- What the exercise asks: Produce a word-for-word copy of the listing below without its pictures.

- Stored data:
= = = =

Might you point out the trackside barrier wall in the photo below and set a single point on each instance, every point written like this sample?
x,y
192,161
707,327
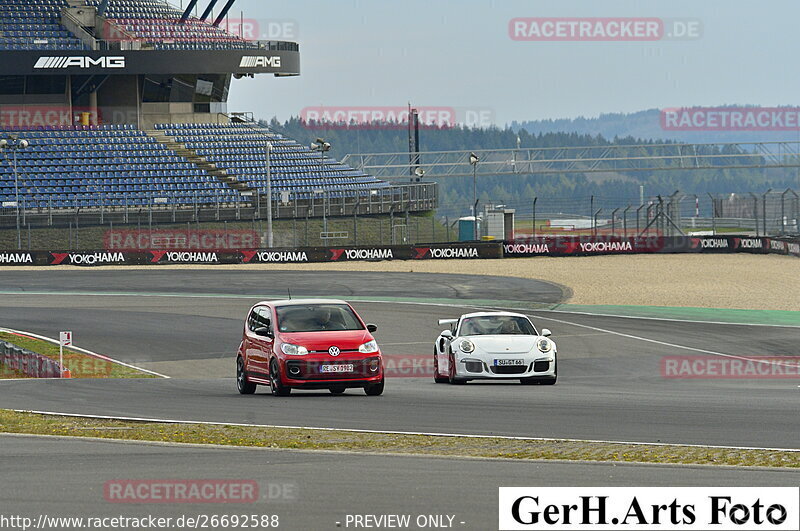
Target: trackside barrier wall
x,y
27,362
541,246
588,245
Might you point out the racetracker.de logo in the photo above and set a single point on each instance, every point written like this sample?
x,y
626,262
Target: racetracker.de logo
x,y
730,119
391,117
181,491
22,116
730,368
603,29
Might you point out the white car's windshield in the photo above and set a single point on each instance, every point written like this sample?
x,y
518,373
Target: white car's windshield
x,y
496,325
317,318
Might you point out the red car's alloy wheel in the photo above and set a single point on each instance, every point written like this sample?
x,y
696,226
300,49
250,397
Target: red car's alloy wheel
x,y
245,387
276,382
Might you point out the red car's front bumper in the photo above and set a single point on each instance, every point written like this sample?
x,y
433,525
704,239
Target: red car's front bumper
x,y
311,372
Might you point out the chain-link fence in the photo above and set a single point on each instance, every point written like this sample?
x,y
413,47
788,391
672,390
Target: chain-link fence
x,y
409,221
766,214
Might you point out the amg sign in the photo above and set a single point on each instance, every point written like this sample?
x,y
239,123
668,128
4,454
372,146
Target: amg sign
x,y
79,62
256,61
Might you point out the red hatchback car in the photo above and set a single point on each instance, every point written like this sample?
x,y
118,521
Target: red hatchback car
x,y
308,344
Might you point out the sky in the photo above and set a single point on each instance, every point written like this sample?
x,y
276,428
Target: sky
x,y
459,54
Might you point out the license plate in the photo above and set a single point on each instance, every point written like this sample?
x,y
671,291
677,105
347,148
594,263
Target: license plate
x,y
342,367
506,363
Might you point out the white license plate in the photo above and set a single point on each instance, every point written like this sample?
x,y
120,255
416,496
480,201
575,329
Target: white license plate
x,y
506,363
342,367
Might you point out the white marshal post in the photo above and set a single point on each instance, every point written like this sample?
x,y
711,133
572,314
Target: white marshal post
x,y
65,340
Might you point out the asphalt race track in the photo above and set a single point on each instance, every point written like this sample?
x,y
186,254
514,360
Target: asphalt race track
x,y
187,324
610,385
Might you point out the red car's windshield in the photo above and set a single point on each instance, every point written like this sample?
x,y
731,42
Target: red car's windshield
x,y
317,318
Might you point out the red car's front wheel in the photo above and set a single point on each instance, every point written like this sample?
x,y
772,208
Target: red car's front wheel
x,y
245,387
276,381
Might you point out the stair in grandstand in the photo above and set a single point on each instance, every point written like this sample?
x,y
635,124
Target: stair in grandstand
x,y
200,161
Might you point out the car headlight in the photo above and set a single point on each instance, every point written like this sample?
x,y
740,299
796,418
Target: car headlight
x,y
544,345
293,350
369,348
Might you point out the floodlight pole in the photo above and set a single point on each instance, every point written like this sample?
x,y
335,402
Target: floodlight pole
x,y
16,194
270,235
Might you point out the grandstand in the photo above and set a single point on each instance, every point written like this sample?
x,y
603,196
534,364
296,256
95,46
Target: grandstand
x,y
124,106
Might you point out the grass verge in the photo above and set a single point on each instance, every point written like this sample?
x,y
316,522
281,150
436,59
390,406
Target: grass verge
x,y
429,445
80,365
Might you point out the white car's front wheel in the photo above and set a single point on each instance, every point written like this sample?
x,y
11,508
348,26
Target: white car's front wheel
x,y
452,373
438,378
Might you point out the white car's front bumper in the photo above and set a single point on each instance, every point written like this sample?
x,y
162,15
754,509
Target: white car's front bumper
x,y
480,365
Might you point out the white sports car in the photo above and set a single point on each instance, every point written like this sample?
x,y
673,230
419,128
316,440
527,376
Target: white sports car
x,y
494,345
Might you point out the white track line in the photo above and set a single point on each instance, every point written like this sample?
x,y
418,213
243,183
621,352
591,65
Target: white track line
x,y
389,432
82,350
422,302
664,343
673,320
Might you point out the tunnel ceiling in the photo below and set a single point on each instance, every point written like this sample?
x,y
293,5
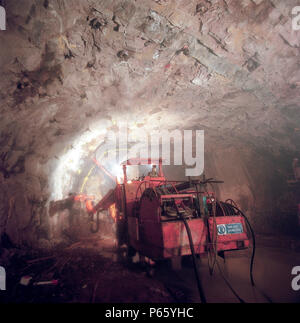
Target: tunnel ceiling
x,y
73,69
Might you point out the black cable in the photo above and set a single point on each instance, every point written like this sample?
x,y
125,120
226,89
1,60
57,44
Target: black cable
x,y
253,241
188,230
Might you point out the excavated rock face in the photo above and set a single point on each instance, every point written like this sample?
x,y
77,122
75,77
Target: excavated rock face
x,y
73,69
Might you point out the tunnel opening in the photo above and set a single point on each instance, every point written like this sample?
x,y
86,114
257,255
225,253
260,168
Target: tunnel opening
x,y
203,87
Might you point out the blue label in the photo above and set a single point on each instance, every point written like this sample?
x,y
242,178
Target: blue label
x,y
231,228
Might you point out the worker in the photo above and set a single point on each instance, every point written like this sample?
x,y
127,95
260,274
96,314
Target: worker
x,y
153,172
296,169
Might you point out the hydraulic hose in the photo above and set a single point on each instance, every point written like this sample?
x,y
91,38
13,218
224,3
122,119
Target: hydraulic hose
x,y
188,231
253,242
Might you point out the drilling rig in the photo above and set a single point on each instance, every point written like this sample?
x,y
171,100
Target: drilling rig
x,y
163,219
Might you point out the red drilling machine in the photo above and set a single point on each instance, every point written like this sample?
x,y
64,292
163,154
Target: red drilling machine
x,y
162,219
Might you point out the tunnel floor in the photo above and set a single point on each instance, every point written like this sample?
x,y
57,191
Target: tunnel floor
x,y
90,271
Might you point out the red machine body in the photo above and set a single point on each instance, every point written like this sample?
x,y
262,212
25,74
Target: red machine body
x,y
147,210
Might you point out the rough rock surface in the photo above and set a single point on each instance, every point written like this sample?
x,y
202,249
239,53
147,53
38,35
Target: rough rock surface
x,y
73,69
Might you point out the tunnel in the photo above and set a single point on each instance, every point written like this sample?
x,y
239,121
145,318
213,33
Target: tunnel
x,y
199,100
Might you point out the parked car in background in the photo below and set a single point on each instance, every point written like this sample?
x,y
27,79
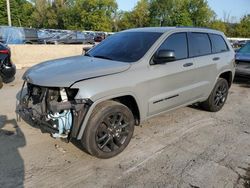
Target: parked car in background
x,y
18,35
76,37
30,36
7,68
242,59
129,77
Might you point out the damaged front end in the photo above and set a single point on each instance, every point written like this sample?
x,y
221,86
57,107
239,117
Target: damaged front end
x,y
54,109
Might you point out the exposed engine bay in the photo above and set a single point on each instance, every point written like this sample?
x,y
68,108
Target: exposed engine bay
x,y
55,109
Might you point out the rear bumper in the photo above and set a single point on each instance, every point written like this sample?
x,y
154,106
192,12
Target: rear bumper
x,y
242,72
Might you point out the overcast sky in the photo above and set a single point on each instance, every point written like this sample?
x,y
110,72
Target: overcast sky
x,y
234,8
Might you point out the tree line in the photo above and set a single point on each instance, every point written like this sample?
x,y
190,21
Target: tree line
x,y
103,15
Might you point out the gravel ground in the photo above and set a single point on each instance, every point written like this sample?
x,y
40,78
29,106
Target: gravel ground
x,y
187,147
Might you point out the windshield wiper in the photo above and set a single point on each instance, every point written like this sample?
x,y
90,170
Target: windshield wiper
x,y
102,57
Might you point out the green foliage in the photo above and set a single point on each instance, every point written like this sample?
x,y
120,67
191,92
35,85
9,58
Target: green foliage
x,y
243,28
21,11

= = = =

- Full response:
Might you point out the trackside barrier wall in the photo below and set a single point on each instance, every point written like this sample?
x,y
192,161
707,327
Target: trackside barrier wall
x,y
27,362
541,246
588,245
Might you point out the racetracker.de logo in the photo above and set a single point on each instance, every point written like this sample?
x,y
626,262
Target: racetracker.de logo
x,y
730,119
391,117
181,491
22,116
730,368
603,29
Might you point out the white car's windshield in the photo above and set a single point on each instance, every point written like this sample?
x,y
518,373
Target: white car's windshield
x,y
496,325
317,318
Might you point out the red car's alloy wheel in the photo above and set a single point on each instance, every point written like this sample?
x,y
696,226
300,49
250,397
Target: red car's alloy wheel
x,y
245,387
276,382
Might you point out the red car's front bumper in the photo above and set a single point on each instance, every point written like this sample?
x,y
433,525
704,239
Target: red car's front bumper
x,y
311,372
Might you point out the chain-link fence in the photo above and set a single point on each instance, every point written like this sample?
x,y
413,47
788,391
672,390
Target: chain-link fence
x,y
409,221
766,214
Might you point out the amg sign in the photo above and set a single point on each instance, every point written like this sample?
x,y
239,123
668,128
4,454
372,146
Target: amg sign
x,y
79,62
256,61
Might you point out the red hatchback car in the photo above and set a single point on each instance, every point written like this sample?
x,y
118,521
Target: red hatchback car
x,y
308,344
Might you point out the sky in the photo above and set a single point on each instance, every point written like this sample?
x,y
276,428
Target: sky
x,y
459,54
Might you point out the license plate in the photo above and set a single point on each instance, every point written like this sample?
x,y
671,291
677,105
347,148
594,263
Target: license plate
x,y
342,367
506,363
Might you point out the white license plate in the photo above and set a single point on each instance, every point written like this sample?
x,y
120,255
416,496
480,201
575,329
Target: white license plate
x,y
506,363
342,367
Might you point out the white marshal post in the photo above and set a single point on each instance, every point written like this sample?
x,y
711,133
572,314
Target: white marshal post
x,y
65,340
Might you point out the asphalt race track in the photo above and set a single point on each instance, every point written like this sample?
x,y
186,254
514,360
Target: asphalt race track
x,y
187,324
610,385
Might you point out the red car's windshield in the photo above and set a single point on each instance, every point written like this sample?
x,y
731,42
Target: red car's windshield
x,y
317,318
Might you point out the red car's front wheel in the photo above and set a single point on each instance, every point written like this sample?
x,y
772,208
Target: red car's front wheel
x,y
245,387
276,381
Might you point out the stair in grandstand in the photo above and set a single point on each instance, every point written like this sample?
x,y
635,124
Target: stair in grandstand
x,y
200,161
Might you point out the car headlight in the photo above and set a single point on each instance, every point written like this sample?
x,y
740,299
796,418
Target: car headlight
x,y
544,345
293,350
369,348
Might you point out the floodlight pole in the photo above and set a single point on each instance, every point written like this sample?
x,y
335,402
Target: floodlight pole
x,y
16,194
270,235
Might you point out the grandstand in the photo above and set a single point on each instance, every point written like this sample?
x,y
603,196
534,364
296,256
95,46
Target: grandstand
x,y
124,106
Might you point out the grass verge in the photo above and set a single point on each instance, every point written like this sample?
x,y
316,522
281,150
436,59
390,406
Target: grass verge
x,y
429,445
80,365
Might you point out the white car's front wheel in the photo above and set a single point on each instance, every point written like this sample?
x,y
11,508
348,26
Target: white car's front wheel
x,y
452,373
438,378
Might you point out the white car's front bumper in the photo above and set a single point on each instance, every point written like this sample?
x,y
162,15
754,509
Target: white car's front bumper
x,y
480,365
Might you point out the white sports car in the photo above and set a single point on each instance, every point written like this sample?
x,y
673,230
419,128
316,440
527,376
Target: white sports car
x,y
494,345
Might you point out the white track line in the photo above and set a single point on each instance, every point written like this sample?
x,y
418,213
243,183
621,352
591,65
Target: white track line
x,y
389,432
82,350
422,302
664,343
673,320
Might you point out the tunnel ceiling in the photo below and set a single point on each instance, every point written like this sample?
x,y
293,5
Target: tunnel ceiling
x,y
73,69
Might you point out the black cable in the photo above and set a single point on each instance, every point written like this sample?
x,y
125,120
226,89
1,60
57,44
Target: black cable
x,y
253,241
188,230
Might you point out the excavated rock face in the photo above and set a single point on each instance, every point written like this sample?
x,y
77,122
75,77
Target: excavated rock face
x,y
73,69
Might you point out the tunnel opening in the photo above and set a single point on each instance, every point written like this sample?
x,y
86,114
257,255
225,253
260,168
Target: tunnel opening
x,y
203,87
Might you point out the blue label in the photo above and set a single point on each instance, every point written like this sample?
x,y
242,178
Target: blue label
x,y
231,228
Might you point out the worker in the photo above and set a single point on each instance, every point written like this sample?
x,y
127,95
260,274
96,314
Target: worker
x,y
153,172
296,169
Might you point out the hydraulic hose in the photo above and set a single point on each instance, every point written like this sample?
x,y
91,38
13,218
224,3
122,119
Target: hydraulic hose
x,y
188,231
253,242
Might you point out the drilling rig in the photo above and set a single point on each instance, every point written like this sample?
x,y
171,100
Target: drilling rig
x,y
163,219
Might you point out the red drilling machine in the photo above and set a single point on each instance, every point written like this sample?
x,y
64,292
163,154
Target: red drilling machine
x,y
162,219
Might you point out the tunnel floor in the photo above and set a single point on each instance, every point written like this sample?
x,y
57,191
Target: tunnel floor
x,y
90,271
Might you point out the red machine body in the photo above and set a single point on each instance, every point written like this sample?
x,y
262,212
25,74
Target: red machine body
x,y
147,210
Might you point out the rough rock surface in the photo above and set a single point on each instance, every point written like this sample?
x,y
202,249
239,53
147,53
38,35
Target: rough rock surface
x,y
73,69
Might you point out the tunnel in the photo above and set a single point on each instance, every point written like this sample?
x,y
239,121
145,318
213,33
Target: tunnel
x,y
199,100
Might you point out the parked car in background in the photo below and set a single point on each instance, every point written like this sample?
x,y
27,79
Target: parked car in background
x,y
18,35
76,37
30,36
7,68
242,59
129,77
Might you point out the damaged front end in the photo above and set a single point on each instance, every point written like this sample?
x,y
221,86
57,107
239,117
Target: damaged front end
x,y
54,109
Might you point out the exposed engine bay in the photo above and set a single point on each instance, every point written like this sample?
x,y
68,108
Target: exposed engine bay
x,y
55,109
Might you point out the rear bumper in the photo above and set a single point on each instance, every point written like this sample?
x,y
154,106
192,12
Target: rear bumper
x,y
242,72
Might you point out the overcast sky in the photo above and set a single point on each instance, every point written like this sample?
x,y
110,72
Target: overcast sky
x,y
234,8
Might you point out the tree line in the photo above and set a single point on each instance, every point written like this sample?
x,y
190,21
Target: tree line
x,y
103,15
Might you point out the gravel ground in the photo above and set a single point on each instance, every point written like this sample?
x,y
40,78
29,106
Target: gravel ground
x,y
187,147
Might you point out the windshield wiper in the photo above and set a single point on each instance, every point written like this sample?
x,y
90,170
Target: windshield wiper
x,y
102,57
Might you point out the green foliage in the photo above and set a single point on each instance, every point written like this sample?
x,y
120,67
191,92
35,85
9,58
Target: green foliage
x,y
243,28
21,11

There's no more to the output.